Query Examples of code switching clubs?

Remove this Banner Ad

AFAIK a few rugby clubs switched from Australian Rules to rugby in NZ in the 1860'70 and 80's.

My guess would be a few clubs in Queensland and NSW would done the same, i believe the University rugby club in Sydney (1865) played rules at one stage
 

Log in to remove this ad.

Wow, that's awesome. I'd never heard of this happening before.
 
Manningham FC played Union before breaking away with a number of Northern English clubs to form what is now Rugby League in 1895, subsequently leaving Rugby League and joining the Football League in 1903 as Bradford City AFC.

I would have thought that a number of other clubs around the world would have had similar stories to tell, especially in the early days.
 
Waratah a Rugby Union club in Sydney, played Carlton at both Rugby and Australian Football in Sydney on June 23, 25, 1877, and also in Melbourne on the MCG June 29, and July 01 1878.
The Leader newspaper September 03 1881 reported that the Waratah Rugby club had a meeting of members and reformed into an Australian Football club and played in the NSW Football Association.
Blueseum (www.blueseum.org) has details of these matches.

carl%20v%20warartah.jpg
carl%20v%20warartah1.jpg
 
I can imagine a lot of early English Rugby clubs would have switched to soccer or vice versa.

QLD and NSW would be good examples too, given the NSWRL didn't officially start until 1908 (meaning the VFL had a good 10 year start on them) I'm guessing a lot of local RLCs in QLD and NSW, particularly country ones, would have started off as Aussie Rules clubs before code switching.

EXERCISE REQUIREMENTS: Write out the thread on clubs that switched football codes from "Log in to remove" to "NSW Football Association.", renaming "Waratah" as "Wallaroo" throughout. The items after this point are separate material and not part of the thread.

Source records:
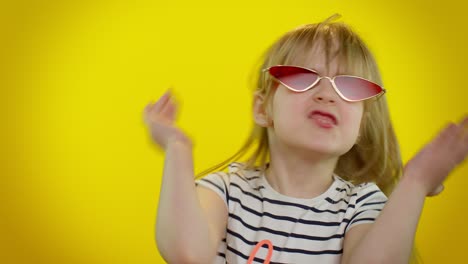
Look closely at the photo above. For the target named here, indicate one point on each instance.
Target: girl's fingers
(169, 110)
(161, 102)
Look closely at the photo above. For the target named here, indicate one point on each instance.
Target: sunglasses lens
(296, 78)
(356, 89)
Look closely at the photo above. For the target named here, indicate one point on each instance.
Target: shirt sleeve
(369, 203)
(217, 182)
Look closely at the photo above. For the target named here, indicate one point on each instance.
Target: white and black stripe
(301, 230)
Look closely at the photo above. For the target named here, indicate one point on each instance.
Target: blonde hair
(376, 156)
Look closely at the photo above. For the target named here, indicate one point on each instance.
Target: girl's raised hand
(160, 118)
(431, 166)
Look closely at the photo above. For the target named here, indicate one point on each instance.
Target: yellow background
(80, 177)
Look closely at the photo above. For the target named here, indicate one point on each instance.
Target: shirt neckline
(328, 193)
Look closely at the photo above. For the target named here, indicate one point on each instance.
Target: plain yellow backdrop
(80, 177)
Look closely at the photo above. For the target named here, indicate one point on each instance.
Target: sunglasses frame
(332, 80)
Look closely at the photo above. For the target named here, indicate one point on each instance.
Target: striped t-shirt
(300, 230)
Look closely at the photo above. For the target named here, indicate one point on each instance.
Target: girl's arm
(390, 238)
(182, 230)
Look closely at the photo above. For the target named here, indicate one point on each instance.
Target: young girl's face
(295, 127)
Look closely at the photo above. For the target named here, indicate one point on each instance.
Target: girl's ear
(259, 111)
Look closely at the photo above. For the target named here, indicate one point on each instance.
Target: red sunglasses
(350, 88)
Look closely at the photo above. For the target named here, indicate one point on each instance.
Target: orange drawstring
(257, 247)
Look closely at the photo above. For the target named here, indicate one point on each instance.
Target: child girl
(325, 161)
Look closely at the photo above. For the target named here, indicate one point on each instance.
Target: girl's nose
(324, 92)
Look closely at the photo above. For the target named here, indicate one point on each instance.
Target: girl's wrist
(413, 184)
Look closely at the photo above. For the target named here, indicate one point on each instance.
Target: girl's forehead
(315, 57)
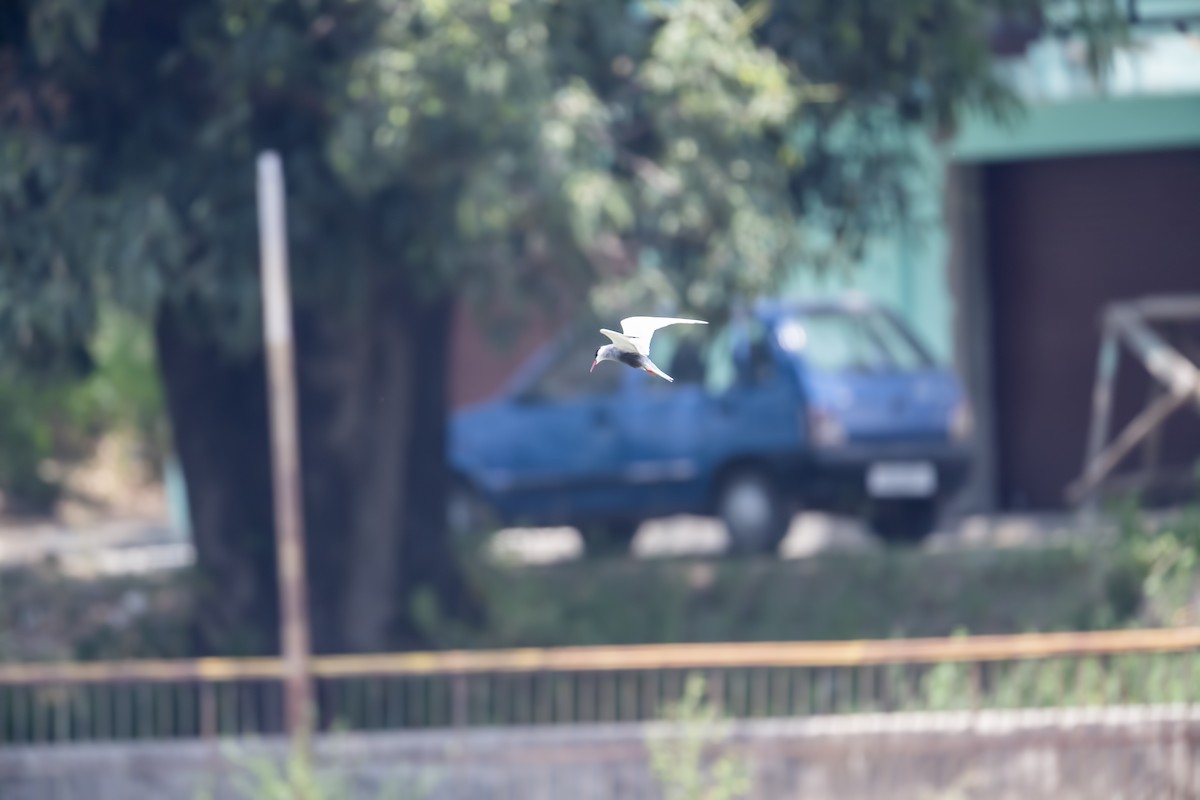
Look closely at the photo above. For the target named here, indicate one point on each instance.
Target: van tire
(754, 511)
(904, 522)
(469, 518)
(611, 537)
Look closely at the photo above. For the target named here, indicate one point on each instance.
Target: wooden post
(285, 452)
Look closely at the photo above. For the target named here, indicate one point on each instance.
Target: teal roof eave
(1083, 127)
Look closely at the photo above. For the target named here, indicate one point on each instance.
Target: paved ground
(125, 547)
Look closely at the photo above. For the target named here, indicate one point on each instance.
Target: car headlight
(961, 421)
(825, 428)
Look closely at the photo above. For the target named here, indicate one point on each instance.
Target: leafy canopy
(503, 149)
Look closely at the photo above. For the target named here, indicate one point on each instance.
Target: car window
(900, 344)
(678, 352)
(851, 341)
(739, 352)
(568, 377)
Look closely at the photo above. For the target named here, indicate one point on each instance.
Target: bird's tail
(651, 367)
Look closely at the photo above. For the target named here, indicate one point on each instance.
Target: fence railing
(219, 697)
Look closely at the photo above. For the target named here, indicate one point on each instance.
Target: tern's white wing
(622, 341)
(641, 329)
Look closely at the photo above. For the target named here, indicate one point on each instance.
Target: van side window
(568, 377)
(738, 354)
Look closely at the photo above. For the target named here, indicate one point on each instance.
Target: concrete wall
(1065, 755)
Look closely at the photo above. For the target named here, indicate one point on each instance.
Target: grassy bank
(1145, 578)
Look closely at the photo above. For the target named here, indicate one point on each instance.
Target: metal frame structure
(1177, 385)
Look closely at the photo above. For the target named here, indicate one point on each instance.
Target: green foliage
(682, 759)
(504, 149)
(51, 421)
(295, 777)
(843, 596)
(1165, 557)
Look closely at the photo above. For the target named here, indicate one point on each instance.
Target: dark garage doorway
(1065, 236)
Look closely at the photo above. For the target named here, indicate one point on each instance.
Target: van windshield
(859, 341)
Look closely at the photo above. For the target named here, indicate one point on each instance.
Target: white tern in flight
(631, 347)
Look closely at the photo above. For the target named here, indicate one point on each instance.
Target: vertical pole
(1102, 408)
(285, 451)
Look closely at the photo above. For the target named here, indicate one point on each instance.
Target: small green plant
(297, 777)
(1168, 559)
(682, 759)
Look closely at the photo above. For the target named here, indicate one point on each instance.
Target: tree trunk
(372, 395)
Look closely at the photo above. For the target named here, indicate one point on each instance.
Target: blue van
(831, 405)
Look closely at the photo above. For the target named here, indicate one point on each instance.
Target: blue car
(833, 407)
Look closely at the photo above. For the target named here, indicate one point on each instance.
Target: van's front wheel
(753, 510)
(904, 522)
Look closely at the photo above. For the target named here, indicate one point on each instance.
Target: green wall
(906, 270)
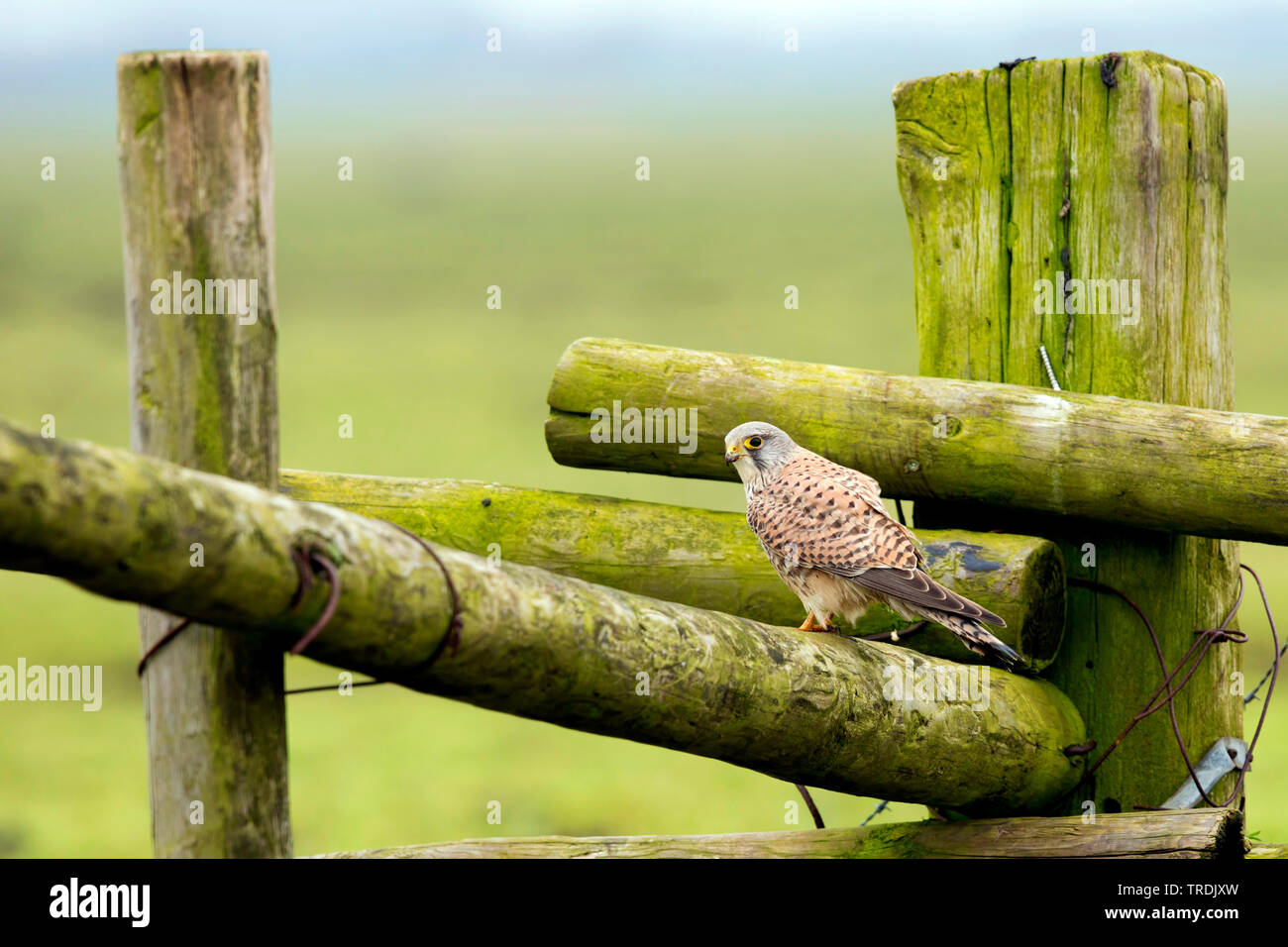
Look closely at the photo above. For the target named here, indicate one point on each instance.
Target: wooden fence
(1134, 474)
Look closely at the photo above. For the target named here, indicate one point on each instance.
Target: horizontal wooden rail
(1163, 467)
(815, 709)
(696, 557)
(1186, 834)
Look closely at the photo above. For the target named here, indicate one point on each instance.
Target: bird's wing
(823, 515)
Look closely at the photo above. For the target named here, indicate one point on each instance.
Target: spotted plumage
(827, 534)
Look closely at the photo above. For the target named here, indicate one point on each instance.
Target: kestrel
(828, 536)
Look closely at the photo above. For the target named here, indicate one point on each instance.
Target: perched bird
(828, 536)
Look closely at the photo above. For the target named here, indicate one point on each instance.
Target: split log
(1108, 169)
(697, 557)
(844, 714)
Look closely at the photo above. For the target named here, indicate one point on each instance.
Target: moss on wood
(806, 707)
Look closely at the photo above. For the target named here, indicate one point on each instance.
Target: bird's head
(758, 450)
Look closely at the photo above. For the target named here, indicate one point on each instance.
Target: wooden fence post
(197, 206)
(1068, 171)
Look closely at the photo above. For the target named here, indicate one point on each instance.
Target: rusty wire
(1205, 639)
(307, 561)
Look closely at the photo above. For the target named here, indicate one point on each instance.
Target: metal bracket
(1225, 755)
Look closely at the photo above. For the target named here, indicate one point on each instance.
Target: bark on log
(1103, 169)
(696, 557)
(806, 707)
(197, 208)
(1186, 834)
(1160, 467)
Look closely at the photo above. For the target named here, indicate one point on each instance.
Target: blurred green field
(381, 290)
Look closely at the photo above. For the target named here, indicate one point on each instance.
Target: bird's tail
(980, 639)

==

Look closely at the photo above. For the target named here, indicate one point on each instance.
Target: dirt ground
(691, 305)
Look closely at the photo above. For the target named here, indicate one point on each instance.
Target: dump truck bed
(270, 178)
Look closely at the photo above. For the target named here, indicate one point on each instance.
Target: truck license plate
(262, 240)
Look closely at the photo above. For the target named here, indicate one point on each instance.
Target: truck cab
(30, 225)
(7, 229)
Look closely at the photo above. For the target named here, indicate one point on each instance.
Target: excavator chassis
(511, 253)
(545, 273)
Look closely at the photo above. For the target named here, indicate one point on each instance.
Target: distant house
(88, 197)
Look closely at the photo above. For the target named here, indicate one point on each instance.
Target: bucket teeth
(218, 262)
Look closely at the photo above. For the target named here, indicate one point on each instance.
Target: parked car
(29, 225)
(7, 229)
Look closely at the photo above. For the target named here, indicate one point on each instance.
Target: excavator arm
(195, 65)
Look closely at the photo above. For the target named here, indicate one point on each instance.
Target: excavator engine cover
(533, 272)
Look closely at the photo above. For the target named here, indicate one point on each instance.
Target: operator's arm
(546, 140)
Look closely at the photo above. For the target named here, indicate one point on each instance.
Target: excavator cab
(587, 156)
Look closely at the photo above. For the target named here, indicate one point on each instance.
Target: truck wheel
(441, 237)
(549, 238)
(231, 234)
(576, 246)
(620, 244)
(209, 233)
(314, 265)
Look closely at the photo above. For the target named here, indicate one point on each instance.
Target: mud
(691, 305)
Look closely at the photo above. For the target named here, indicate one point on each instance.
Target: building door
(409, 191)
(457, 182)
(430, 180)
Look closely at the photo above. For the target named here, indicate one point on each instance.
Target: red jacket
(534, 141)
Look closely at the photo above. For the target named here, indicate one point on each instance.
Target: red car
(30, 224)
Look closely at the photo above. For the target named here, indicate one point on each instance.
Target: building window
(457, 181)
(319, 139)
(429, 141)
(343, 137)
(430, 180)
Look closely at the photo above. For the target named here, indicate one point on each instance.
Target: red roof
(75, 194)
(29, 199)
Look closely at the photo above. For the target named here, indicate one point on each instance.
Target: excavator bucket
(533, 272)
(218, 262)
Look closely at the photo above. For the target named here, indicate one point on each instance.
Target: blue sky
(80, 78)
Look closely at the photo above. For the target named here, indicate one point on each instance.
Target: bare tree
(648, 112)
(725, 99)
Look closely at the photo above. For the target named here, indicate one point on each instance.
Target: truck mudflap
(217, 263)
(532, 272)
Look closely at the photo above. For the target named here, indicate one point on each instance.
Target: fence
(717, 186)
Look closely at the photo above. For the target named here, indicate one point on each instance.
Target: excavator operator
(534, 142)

OUTPUT:
Log in to remove this ad.

Wow, that's awesome. I'd never heard of this happening before.
 
Manningham FC played Union before breaking away with a number of Northern English clubs to form what is now Rugby League in 1895, subsequently leaving Rugby League and joining the Football League in 1903 as Bradford City AFC.

I would have thought that a number of other clubs around the world would have had similar stories to tell, especially in the early days.
 
Wallaroo a Rugby Union club in Sydney, played Carlton at both Rugby and Australian Football in Sydney on June 23, 25, 1877, and also in Melbourne on the MCG June 29, and July 01 1878.
The Leader newspaper September 03 1881 reported that the Wallaroo Rugby club had a meeting of members and reformed into an Australian Football club and played in the NSW Football Association.